## SEITENTEXT
34, 35, 36 – in Mainz kamen sie am Samstag aus dem Zählen nicht mehr heraus. Binnen einer Viertelstunde erhielten die 05-Fußballprofis in der zweiten Halbzeit des Bundesligaspiels gegen Arminia Bielefeld drei Elfmeter, zur Ausführung schritt jeweils ein anderer Akteur. Zunächst übernahm Moussa Niakhaté selbst, danach drückte der Kapitän den Ball Jonathan Burkardt und Marcus Ingvartsen in die Hand.
Alle drei verwandelten sicher, schraubten das Ergebnis auf 4:0 und bauten nebenbei ihre Rekordserie der verwandelten Strafstöße auf drei Dutzend aus. „Das war schon außergewöhnlich“, kommentierte Schiedsrichter Felix Zwayer die Ansammlung von Arminia-Fouls im Strafraum. „Aber ich muss sie ahnden. Ich kann ja nicht sagen, zwei Elfmeter reichen.“
Dass der Unparteiische sich nach der Partie den Fragen der Medienvertreter stellte, hatte freilich nichts mit diesem Thema zu tun, zumal alle drei Vergehen klar waren und keine Diskussionen nach sich zogen. Anlass für Zwayers Pressegespräch war vielmehr eine Szene aus der 15. Minute, in der Arminia-Schlussmann Stefan Ortega einen Niakhaté-Kopfball auf der Linie zu fassen bekam. Kaum aber hatte er abgeschlagen, pfiff der Referee und zeigte auf den Anstoßpunkt. Niakhaté riss die Arme hoch und rannte jubelnd zur Seitenlinie, seine Mitspieler und die Fans freuten sich ebenfalls.
„So ein Tor will niemand“
Doch wer parallel die Fernsehbilder sah, wusste, dass die Entscheidung nicht korrekt war. Tatsächlich handelte es sich um eine Fehlfunktion der Toruhr, die der Referee am Handgelenk trug. Die hatte sich nicht nur mit Verzögerung, sondern auch fälschlicherweise gemeldet. „Das ist bisher noch nicht vorgekommen, dass sie ein Tor angezeigt hat, ohne dass eines erzielt wurde“, sagte Zwayer später. Schon das verspätete Signal habe ihn stutzig gemacht, und nach seiner Wahrnehmung und der seines Assistenten sei der Ball auch nicht hinter der Linie gewesen – eine Einschätzung, die er in den Kölner Keller durchgab und die er bei der Überprüfung am Monitor bestätigt bekam. Den Treffer nahm er daher zurück.

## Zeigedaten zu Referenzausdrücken
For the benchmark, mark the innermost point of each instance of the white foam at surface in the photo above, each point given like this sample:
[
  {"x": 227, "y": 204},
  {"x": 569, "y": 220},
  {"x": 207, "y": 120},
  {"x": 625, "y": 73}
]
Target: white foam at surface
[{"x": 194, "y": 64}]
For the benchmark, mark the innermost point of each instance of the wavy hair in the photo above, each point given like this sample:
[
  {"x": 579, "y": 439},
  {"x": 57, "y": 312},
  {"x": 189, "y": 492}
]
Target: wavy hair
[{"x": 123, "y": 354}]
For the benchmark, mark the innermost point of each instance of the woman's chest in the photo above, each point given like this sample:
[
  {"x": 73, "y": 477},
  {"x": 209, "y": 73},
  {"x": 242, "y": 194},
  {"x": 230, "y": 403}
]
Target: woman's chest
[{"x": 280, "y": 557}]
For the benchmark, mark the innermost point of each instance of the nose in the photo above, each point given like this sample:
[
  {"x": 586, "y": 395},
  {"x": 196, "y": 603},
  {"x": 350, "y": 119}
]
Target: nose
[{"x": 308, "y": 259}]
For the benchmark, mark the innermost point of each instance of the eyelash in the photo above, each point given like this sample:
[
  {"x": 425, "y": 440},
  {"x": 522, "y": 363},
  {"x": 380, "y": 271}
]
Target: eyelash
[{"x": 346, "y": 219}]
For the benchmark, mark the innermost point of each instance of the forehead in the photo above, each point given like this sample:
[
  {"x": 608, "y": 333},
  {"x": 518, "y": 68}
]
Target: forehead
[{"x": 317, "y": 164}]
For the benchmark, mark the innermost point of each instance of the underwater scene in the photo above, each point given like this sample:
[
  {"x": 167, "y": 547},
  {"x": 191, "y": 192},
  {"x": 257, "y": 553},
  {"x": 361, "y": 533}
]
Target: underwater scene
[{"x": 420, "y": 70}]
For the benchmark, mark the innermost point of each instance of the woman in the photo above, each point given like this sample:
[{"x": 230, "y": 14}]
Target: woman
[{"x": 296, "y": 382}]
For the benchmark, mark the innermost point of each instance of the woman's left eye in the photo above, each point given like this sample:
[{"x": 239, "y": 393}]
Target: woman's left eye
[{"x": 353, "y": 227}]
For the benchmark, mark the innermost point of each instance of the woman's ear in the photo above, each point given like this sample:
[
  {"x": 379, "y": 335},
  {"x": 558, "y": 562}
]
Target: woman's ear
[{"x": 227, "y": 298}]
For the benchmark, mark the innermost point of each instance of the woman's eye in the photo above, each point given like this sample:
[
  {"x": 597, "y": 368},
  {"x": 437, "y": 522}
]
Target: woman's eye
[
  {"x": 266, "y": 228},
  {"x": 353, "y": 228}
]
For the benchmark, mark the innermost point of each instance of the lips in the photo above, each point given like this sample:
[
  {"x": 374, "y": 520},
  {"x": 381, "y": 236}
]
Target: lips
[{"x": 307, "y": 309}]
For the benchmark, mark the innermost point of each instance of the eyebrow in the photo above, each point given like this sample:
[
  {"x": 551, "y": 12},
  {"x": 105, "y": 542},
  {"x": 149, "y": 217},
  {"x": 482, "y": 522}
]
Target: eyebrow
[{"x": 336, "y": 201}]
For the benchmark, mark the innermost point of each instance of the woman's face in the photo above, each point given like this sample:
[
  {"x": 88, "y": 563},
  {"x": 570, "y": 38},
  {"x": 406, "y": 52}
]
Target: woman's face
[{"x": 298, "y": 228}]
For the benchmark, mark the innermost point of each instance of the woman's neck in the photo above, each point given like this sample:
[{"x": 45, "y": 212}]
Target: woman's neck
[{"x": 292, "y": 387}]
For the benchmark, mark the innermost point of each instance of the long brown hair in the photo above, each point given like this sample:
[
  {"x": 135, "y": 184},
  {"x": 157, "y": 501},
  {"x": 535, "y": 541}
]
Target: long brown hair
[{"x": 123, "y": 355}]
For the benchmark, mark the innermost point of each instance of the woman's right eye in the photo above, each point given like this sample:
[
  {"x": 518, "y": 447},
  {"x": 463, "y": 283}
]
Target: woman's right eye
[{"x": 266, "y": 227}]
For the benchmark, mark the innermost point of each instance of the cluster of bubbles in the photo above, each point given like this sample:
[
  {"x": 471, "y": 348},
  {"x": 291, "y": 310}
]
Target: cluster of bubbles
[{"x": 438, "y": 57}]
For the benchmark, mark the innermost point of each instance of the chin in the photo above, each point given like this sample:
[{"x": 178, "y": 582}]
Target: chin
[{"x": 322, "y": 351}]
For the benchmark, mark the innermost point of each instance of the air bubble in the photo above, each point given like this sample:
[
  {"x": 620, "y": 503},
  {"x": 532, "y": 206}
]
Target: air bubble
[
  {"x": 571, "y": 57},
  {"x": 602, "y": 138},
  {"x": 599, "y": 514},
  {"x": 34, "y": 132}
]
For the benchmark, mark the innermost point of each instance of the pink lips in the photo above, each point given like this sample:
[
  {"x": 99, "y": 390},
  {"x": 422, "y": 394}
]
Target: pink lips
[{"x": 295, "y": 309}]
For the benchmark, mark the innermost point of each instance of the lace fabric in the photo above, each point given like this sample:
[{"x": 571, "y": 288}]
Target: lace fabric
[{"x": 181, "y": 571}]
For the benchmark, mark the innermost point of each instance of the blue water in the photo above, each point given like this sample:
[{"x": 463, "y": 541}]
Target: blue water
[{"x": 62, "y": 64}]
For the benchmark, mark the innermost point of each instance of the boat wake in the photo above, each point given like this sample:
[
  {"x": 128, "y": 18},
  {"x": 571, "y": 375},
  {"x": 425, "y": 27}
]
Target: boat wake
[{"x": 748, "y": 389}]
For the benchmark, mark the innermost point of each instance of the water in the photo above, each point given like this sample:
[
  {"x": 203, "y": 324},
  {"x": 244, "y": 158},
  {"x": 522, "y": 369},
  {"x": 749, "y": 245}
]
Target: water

## AUFGABENSTELLUNG
a. Nenne alle Personen, die im Spielbericht mit Vor- und Nachnamen vorkommen.
b. Gib den Spielbericht zwischen „34, 35, 36 –“ und „in die Hand.“ einschließlich wortgetreu wieder.
c. Führe den Spielbericht im Anschluss an seinen letzten Satz weiter.

## LÖSUNGEN JE AUFGABE
a. Moussa Niakhaté, Jonathan Burkardt, Marcus Ingvartsen, Felix Zwayer, Stefan Ortega

b.
34, 35, 36 – in Mainz kamen sie am Samstag aus dem Zählen nicht mehr heraus. Binnen einer Viertelstunde erhielten die 05-Fußballprofis in der zweiten Halbzeit des Bundesligaspiels gegen Arminia Bielefeld drei Elfmeter, zur Ausführung schritt jeweils ein anderer Akteur. Zunächst übernahm Moussa Niakhaté selbst, danach drückte der Kapitän den Ball Jonathan Burkardt und Marcus Ingvartsen in die Hand.

c.
„So ein Tor will niemand haben“, sagte Martin Schmidt, ein paar andere aber hätte nicht nur der Mainzer Sportdirektor gerne genommen. Denn seine Mannschaft begann zwar bemerkenswert effektiv, Burkhardt schloss den ersten Angriff nach nur 27 Sekunden mit dem 1:0 ab, und empfand dies sichtlich als Befreiung. Der siebte und bislang letzte Treffer des Stürmers lag dreieinhalb Monate zurück, „und es hat mich schon beschäftigt, in der Rückrunde noch ohne Tor zu sein“. Danach versäumten es die 05er jedoch, schon vor der Pause für klare Verhältnisse zu sorgen.
„Wir haben nach dem denkbar schlechten Start sehr lange gebraucht, um Zugang zum Spiel zu finden“, sagte Arminia-Trainer Frank Kramer. Das gelang seiner Mannschaft gegen Ende der ersten Halbzeit nur, weil die Mainzer aus der langen Bielefelder Anlaufzeit kein Kapital schlugen. Dominik Kohr köpfte aus elf Metern an die Latte, andere machten in aussichtsreichen Positionen einen Haken zu viel.
Und als sie aus dem Gefühl heraus, alles im Griff zu haben, die Zügel schleifen ließen, entgingen sie mit etwas Glück dem Ausgleich. „Wir haben in unseren Grundtugenden nachgelassen“, fasste Trainer Bo Svensson diese Minuten zusammen. „In 90 Minuten hat man immer mal Schwächephasen, und dann muss man besser gegensteuern als wir heute. Wir hatten Glück, dass wir nicht bestraft worden sind.“
Burkardt hätte dem Zittern drei Minuten nach dem Seitenwechsel ein Ende setzen können, donnerte den Ball aber aus kurzer Entfernung an die Unterseite der Latte, von wo er derart weit ins Feld zurücksprang, dass nicht mal die Torlinientechnik einen Treffer feststellen wollte. Auch wegen dieser Szene betonte Schmidt hinterher, die drei Strafstöße in der Statistik gäben den eigentlichen Spielverlauf nicht richtig wieder. „Das Spiel war besser. Das war eine Topleistung. Aber trotzdem brauchte es die Elfer, weil wir aus dem Spiel heraus zu viele Chancen liegenlassen haben.“
Der Freude der Fans tat dies keinen Abbruch. Sie hatte der Verein schon vor dem Anpfiff mit der Nachricht von Robin Zentners Vertragsverlängerung begeistert. Der 27 Jahre alte Torwart, seit 2006 am Bruchweg, hat bis Mitte 2025 unterschrieben. „Es fühlt sich einfach richtig an“, sagte er. Zur Feier des Tages blieb er zum neunten Mal in dieser Saison ohne Gegentor.